В конечном итоге выяснилось, что лучшей моделью является модель с удалением стоп-слов. Коэффициент детерминации вырос до 51%. RMSE - 2.13.

Просмотр качества модели на тестовой выборке

#посмотрим качество на выборке тестовой 
a1 <- predict(rf_fit, new_data = wine_test1[,c(1,2)])
data_check2 <- data.frame(truth = wine_train1$points, predictions = a1$.pred)
data_check2$criteria <- ifelse(abs(data_check2$truth - data_check2$predictions)<1, "close prediction", "some differences")
data_check2 %>%
  ggplot(aes(x = truth, y = predictions, color = criteria)) +
  geom_abline(lty = 2, color = "gray80", size = 1.5) +
  geom_point(alpha = 0.3) +
  labs(
    color = NULL,
    title = "Predicted and true points for wines"
  ) + scale_color_manual(values = c("darkblue", "lightblue"))

#качество на тестовой выборке не очень

rmse(data = data_check2, truth = data_check2$truth, estimate = data_check2$predictions)

## # A tibble: 1 × 3
##   .metric .estimator .estimate
##   <chr>   <chr>          <dbl>
## 1 rmse    standard        3.44

**Задание:**
Ответьте по фрагменту на три вопроса:
(a) Какая модель в итоге оказалась лучшей и до скольких процентов вырос у неё коэффициент детерминации?
(b) Какое значение RMSE получено в расчёте качества на тестовой выборке?
(c) При какой абсолютной разнице между истинным и предсказанным значением прогноз получает метку "close prediction"?
Материал, идущий следом, никак не связан с этим фрагментом.

**Список данных:**
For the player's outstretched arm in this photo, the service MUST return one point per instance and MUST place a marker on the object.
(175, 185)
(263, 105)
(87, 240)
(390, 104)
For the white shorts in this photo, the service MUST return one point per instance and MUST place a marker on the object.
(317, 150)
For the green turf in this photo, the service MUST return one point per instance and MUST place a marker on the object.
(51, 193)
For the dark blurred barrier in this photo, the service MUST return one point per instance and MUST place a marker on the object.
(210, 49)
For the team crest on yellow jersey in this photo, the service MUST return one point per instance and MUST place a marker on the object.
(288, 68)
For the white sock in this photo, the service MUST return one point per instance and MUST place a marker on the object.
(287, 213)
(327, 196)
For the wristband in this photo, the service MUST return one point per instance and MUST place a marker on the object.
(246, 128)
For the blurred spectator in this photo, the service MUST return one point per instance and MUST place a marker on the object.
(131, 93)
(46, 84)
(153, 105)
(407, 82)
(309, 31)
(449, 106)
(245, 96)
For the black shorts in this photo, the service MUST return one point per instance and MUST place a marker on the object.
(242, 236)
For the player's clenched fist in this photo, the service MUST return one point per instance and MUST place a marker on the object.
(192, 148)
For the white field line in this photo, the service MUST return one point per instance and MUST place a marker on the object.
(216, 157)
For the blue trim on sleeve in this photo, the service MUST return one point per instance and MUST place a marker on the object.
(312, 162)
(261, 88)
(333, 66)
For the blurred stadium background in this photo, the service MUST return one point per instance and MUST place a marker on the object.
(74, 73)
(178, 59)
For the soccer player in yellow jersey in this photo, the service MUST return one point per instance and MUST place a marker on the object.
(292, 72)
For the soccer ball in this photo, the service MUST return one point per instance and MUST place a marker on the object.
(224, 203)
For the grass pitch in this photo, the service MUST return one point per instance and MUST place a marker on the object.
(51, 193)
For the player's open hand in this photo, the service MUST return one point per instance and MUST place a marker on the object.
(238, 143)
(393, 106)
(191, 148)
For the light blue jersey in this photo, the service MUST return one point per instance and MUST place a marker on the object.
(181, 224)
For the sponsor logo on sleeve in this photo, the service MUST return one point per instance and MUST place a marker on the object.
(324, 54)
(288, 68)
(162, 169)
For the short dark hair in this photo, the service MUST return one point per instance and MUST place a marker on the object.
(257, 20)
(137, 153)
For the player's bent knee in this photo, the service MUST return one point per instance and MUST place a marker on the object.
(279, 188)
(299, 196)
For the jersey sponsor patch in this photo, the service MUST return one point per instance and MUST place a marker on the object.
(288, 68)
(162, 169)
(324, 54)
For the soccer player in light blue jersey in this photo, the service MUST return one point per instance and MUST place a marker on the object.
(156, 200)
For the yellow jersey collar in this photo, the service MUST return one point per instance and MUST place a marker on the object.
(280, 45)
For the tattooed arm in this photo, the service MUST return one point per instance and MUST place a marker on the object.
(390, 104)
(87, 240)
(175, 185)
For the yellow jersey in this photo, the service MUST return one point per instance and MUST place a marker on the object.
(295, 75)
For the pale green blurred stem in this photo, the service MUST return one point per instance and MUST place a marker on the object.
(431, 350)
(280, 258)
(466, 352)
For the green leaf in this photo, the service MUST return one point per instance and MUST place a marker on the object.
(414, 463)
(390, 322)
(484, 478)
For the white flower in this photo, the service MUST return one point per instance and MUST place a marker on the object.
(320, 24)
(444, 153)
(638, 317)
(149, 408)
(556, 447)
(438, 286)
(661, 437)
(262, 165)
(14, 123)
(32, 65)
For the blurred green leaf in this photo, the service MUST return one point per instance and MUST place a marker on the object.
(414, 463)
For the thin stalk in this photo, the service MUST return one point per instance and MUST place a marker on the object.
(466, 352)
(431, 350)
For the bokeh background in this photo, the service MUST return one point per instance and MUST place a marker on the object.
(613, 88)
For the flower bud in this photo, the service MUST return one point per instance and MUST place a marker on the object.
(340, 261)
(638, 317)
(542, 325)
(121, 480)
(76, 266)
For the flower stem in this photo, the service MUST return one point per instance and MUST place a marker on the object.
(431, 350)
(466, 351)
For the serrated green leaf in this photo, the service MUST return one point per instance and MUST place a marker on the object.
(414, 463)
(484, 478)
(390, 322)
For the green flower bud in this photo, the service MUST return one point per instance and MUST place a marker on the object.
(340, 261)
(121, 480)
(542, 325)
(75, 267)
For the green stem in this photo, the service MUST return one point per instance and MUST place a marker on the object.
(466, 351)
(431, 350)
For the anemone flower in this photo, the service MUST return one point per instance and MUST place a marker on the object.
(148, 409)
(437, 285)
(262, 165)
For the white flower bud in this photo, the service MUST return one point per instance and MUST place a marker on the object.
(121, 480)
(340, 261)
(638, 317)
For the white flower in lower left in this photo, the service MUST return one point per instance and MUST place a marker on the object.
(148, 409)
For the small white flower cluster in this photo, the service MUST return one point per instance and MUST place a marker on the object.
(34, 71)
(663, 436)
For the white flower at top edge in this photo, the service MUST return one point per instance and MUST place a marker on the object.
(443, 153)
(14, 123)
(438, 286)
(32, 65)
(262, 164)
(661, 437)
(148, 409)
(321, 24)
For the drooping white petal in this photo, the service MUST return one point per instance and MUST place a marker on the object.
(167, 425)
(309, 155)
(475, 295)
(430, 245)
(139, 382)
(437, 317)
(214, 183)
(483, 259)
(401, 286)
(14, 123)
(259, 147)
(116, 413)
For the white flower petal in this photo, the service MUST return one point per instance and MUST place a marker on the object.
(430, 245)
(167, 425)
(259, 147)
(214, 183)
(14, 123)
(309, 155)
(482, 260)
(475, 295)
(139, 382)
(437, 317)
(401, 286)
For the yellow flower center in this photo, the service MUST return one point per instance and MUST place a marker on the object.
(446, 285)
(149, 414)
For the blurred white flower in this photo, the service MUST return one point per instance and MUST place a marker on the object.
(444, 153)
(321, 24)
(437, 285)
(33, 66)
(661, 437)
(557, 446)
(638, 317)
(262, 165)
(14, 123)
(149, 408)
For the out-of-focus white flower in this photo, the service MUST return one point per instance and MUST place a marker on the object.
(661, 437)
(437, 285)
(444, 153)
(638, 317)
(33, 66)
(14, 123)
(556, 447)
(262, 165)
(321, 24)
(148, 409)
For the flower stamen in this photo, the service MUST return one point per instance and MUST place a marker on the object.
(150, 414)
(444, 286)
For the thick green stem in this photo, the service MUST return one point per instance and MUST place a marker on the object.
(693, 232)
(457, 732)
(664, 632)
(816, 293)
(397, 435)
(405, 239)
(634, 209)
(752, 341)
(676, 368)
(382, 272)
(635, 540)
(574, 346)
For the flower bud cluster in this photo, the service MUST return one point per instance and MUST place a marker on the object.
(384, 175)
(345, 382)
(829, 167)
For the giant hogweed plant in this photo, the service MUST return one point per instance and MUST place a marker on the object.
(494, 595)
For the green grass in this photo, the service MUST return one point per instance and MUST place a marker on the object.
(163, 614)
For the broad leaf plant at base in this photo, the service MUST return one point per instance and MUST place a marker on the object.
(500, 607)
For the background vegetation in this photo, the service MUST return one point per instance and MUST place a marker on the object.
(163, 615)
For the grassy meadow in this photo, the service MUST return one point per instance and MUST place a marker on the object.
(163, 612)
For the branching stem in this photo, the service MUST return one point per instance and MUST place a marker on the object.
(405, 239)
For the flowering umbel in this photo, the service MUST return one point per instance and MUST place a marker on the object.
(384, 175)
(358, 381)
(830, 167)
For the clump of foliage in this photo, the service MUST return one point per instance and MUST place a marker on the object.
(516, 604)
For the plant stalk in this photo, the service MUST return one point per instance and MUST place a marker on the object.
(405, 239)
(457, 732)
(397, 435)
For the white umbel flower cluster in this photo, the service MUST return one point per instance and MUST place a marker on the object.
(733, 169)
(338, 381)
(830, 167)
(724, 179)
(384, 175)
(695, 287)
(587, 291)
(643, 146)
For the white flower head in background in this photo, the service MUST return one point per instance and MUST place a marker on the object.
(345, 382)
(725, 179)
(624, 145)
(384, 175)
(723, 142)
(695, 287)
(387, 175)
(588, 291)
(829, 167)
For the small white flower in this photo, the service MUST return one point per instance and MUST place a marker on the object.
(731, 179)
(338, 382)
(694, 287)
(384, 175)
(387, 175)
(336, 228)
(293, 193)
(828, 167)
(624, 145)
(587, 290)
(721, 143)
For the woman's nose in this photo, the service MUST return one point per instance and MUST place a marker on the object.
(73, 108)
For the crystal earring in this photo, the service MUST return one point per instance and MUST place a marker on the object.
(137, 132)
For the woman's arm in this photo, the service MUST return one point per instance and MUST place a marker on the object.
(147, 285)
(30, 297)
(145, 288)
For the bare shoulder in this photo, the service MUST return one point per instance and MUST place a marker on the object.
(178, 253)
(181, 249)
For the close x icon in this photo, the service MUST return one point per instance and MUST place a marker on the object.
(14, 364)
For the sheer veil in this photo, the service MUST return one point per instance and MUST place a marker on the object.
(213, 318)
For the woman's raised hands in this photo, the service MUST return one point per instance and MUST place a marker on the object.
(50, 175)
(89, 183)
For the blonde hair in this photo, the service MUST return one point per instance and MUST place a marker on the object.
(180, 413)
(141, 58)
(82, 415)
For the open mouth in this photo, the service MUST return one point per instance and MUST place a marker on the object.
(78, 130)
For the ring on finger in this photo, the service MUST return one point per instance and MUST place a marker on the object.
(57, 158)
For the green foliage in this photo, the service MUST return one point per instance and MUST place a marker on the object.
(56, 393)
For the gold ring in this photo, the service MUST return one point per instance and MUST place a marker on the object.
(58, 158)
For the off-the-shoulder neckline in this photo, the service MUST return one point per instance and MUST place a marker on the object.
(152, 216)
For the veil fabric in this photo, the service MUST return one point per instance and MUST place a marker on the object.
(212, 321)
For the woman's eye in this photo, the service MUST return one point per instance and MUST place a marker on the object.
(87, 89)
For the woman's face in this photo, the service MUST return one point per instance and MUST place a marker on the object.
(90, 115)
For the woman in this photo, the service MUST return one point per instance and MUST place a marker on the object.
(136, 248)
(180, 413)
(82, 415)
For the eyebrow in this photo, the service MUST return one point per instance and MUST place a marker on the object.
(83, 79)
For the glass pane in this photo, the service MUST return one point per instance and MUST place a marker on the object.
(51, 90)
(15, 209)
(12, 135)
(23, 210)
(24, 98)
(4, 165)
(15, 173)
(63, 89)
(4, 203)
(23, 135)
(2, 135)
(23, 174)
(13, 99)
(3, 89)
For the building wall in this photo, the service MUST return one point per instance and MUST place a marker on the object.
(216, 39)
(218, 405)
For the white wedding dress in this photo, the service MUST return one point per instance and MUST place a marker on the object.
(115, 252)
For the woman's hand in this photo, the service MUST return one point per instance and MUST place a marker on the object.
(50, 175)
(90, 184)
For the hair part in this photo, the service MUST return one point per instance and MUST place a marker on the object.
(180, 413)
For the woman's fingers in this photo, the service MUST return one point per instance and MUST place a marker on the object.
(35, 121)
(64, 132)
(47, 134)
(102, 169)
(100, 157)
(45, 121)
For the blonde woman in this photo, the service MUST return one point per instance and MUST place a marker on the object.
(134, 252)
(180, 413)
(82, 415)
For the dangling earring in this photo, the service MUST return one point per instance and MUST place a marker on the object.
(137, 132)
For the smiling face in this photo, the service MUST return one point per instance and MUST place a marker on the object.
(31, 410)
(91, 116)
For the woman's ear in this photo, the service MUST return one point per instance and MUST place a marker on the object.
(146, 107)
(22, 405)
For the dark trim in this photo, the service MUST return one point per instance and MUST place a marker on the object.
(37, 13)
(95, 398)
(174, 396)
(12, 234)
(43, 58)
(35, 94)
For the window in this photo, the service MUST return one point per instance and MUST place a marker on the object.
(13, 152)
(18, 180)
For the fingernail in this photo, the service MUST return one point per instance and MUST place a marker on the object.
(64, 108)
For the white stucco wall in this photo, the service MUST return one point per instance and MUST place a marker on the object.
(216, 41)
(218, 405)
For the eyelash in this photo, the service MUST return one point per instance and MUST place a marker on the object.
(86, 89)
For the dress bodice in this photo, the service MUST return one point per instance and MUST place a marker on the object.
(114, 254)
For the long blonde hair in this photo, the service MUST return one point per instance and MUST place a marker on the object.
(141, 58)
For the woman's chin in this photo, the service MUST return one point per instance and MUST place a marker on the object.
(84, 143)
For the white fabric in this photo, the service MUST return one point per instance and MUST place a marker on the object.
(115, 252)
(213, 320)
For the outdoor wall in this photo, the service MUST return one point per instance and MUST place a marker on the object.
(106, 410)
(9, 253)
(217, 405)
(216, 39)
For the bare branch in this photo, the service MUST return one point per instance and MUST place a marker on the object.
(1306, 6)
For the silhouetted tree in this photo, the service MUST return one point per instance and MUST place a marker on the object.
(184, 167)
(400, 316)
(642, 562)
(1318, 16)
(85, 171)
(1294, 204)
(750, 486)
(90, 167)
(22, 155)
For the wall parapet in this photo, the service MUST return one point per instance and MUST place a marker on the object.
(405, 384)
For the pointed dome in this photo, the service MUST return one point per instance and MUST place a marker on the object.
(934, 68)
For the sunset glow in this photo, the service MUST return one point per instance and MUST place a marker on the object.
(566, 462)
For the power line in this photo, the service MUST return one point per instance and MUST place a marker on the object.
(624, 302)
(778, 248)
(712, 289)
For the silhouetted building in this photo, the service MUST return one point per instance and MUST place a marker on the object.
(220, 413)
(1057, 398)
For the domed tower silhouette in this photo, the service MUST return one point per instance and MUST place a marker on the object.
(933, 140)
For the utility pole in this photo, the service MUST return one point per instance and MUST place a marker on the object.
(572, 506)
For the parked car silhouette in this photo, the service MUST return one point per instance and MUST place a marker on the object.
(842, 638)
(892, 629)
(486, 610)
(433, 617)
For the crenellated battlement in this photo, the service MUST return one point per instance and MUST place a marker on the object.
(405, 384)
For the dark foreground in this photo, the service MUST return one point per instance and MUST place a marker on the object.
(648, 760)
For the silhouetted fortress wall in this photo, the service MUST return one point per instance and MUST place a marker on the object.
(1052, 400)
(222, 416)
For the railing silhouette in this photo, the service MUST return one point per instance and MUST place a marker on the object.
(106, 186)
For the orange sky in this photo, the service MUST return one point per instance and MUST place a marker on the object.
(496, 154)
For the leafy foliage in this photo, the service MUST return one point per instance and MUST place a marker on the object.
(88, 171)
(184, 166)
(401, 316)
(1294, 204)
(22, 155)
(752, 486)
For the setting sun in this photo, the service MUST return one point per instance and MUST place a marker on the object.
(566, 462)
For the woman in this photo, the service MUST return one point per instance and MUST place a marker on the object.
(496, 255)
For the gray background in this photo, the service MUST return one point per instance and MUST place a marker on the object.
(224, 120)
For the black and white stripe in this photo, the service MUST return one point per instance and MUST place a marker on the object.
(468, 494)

**Полное решение:**
(a) Модель с удалением стоп-слов; коэффициент детерминации вырос до 51%.
(b) 3.44.
(c) Если разница меньше 1.